### Description of the task
Transcribe exactly the line containing "# locate grass: put a pin on each instance." and each line after it, through the end of the entries, with nothing before or after.

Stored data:
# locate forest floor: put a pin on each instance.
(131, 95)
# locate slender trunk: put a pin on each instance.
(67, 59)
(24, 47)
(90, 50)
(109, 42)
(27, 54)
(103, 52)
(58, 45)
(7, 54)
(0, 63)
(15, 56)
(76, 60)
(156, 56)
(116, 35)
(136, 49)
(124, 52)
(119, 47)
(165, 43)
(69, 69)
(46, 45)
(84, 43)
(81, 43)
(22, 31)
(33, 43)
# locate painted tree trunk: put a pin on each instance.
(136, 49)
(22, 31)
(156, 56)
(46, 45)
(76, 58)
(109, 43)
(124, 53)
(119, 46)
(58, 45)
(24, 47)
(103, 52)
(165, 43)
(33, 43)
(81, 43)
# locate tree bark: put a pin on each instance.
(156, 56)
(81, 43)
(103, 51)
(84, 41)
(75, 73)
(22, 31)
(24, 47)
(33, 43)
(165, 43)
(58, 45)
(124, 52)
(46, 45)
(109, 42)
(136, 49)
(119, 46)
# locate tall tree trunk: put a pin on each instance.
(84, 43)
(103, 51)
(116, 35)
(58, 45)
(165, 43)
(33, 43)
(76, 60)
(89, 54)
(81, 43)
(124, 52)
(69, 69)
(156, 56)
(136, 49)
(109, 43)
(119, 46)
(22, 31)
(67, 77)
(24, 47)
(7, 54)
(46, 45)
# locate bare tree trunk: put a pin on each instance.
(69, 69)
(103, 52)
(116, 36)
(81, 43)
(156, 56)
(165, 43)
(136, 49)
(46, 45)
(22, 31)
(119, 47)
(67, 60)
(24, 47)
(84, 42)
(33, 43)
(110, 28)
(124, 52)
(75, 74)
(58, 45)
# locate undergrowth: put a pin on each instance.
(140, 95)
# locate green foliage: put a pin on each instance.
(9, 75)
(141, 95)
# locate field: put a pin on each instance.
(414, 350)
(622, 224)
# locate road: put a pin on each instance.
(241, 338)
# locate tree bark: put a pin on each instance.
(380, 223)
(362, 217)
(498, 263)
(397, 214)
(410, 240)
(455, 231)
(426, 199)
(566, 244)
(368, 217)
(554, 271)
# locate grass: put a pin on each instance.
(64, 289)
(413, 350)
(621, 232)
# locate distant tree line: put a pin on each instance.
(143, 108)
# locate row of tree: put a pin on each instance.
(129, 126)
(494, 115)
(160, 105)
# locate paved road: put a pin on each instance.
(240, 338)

### Exercise response
# locate grass: put a pin on each instance.
(64, 289)
(413, 350)
(621, 232)
# locate distant tree line: put a pin on each instance.
(143, 108)
# locate row of tree: put a pin on each instance.
(129, 126)
(494, 115)
(160, 105)
# locate paved road: put a pin on each instance.
(240, 338)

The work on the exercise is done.